Rare creatures such as the Unicorn need protection as part of the soul of our city
The Unicorn restaurant in the heart of Dublin has a charm and a history that should not be swept away, writes
GRADUALLY, the little corners that make any city interesting are beginning to disappear from Dublin, with the quest for greater profits by developers and corporations replacing the old soul of the city.
The latest building to come under threat is the Unicorn restaurant in Merrion Court, a terrace of old buildings which may be of no particular architectural merit, but have a quaint indefinable quality and are a reminder of things past. It is, as author Frank McDonald put it, “part of the landscape and cultural memory of Dublin”.
The Unicorn, although nondescript in many ways and ripe for what one objector has described as “a honky-tonk” development just off St Stephen’s Green, has one thing going for it — the curse of WB Yeats which has lingered over its old timbers for more than a century.
In more recent times, the Unicorn was perhaps best known as the centre of Dublin’s ‘‘cafe society’’ colonised by a raucous gathering of ‘‘movers and shakers’’, particularly for long boozy Saturday lunches.
A motley crew, often at adjoining tables, could include the government press secretary PJ Mara, film producer Noel Pearson, journalists Eamon Dunphy, Olivia O’Leary and Sam Smyth, U2 manager Paul McGuinness, who has a house nearby, Michael Colgan of the Gate Theatre, politicians Michael McDowell and Mary
Harney, and barristers Adrian Hardiman and Gerry Danaher. They gossiped and made mischief into the evening, some bringing guests from abroad to entertain them with Dublin’s small town but tantalising gossip — the stuff that a couple of generations earlier the writer George Moore gathered for his book Hail and Farewell.
Mara described it as
“an exchange and mart for scurrility and calumny”, and afterwards the hardiest repaired to the Horseshoe Bar in the Shelbourne or ‘‘Doheny’s’’ to continue the revelry. It may even have been the place that inspired the ill-received notion of introducing cafe-bars to Ireland. The idea, conceived by McDowell when he was Minister for Justice, was all too readily bludgeoned to oblivion by the publicans lobby.
Sure, it’s not housed in Georgian splendour or blessed with ornate plasterwork or fine fenestration — and, truth be told, the Italian-inspired food in the Unicorn wasn’t always great, even though it was never cheap.
But it had an appealingly louche atmosphere, a feeling that, well anybody from a government minister to a tipsy PR person could come stumbling through the door.
The little side street where people sat at the outside tables on a sunny afternoon was always captivating. Now the site is owned by Aviva Life & Pensions and, as you’d expect from these financial philistines, the profit margins per square foot are far more tantalising than the building’s heart and history.
Merrion Court is a short row of low buildings with balconies upstairs, now converted into two properties, one of which houses the Unicorn. It was originally a coach house and outhouses for No. 3 Ely Place.
Owned by Frederick and Annie Dick, No. 3 was the headquarters of the Dublin Theosophical Society, devoted to the “universal brotherhood” and the occult, which appealed to the poet and founding president of the society, WB Yeats.

********

Set exercise 1> In the piece on the Unicorn restaurant, what was Merrion Court originally built as?
Set exercise 2> Carry on the piece on the Unicorn restaurant from its final sentence.
The material that follows has no connection to the piece on the Unicorn restaurant.

Collected data>
********

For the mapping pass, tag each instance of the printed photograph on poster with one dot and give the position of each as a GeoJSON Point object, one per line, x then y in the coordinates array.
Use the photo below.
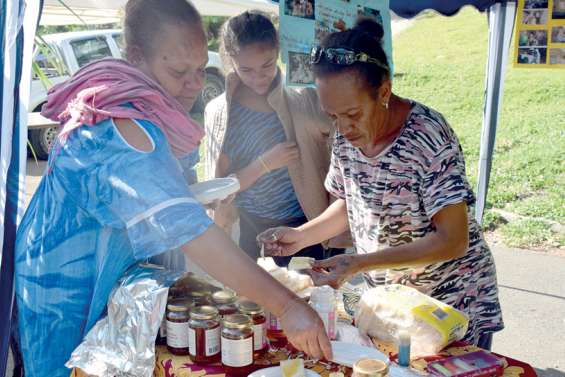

********

Task answer 1> A coach house and outhouses for No. 3 Ely Place.

Task answer 2>
In January 1888, Yeats attended a seance in Dublin where, according to the literary historian Professor Terence Brown, he had “a terrifying experience”. The poet and Nobel laureate said later that during this event, his whole body “moved like a suddenly unrolled watch spring” and he was thrown back against the wall.
“For years afterwards, I would not go to a seance or turn a table and would often ask myself what was that violent impulse that had run through my nerves. Was it a part of myself — something always to be a danger perhaps; or had it come from without, as it seemed,” he wrote.
Fast forward 50 years, when two Jewish Austrians, Erwin and Lisl Strunz, escaped from Vienna as Hitler closed his grip on the city and arrived in Dublin with the help of the writer Hubert Butler. According to food historian Mairtin Mac Con Iomaire, they decided to open a restaurant in the centre of Dublin and were able to get a cheap lease on a building in Merrion Court “because people thought it was haunted by WB Yeats who had held seances there”.
They christened their new restaurant, which opened in 1941, the Unicorn. It was financed by Clontarf market gardener and businessman William Griffith and soon its French and Austrian cuisine and “the prettiest and politest” waitresses in Dublin ensured its success. It was patronised by society figures like Lord Longford, a member of the Irish Senate, and his wife Christine, their co-director of the Gate Theatre, Hilton Edwards, the singer Margaret Burke Sheridan, the writer Kate O’Brien and the actress Shelagh Richards.
So PJ and the gang did not invent Dublin’s ‘‘cafe society’’, much as they might like to have believed; it was there before them and may even be there after them.
According to legend, Eduard Hempel, Hitler’s minister in Dublin, and his acolytes came to dine one evening during the Emergency. Strunz, a pacifist, took their orders but sprinkled so much salt over their dinner that they stamped out in disgust, to his great delight.
After 1947, the Unicorn developed the strong Italian flavoured cuisine that exists to this day. This was enhanced when it was taken over the by Sidoli family, who ran it from 1959 to 1994, where the major domo for years was the strong-willed Domenia Fulgoni, known to regulars as Miss Dom.
Taken over by Jeff Stokes and Georgio Casari in 1994, it has had a variety of owners since, while still retaining its charm and unique atmosphere.
I still fondly recall one wonderful afternoon with friends sitting in the sunshine outside the Unicorn, celebrating my ‘‘going away’’ from this newspaper.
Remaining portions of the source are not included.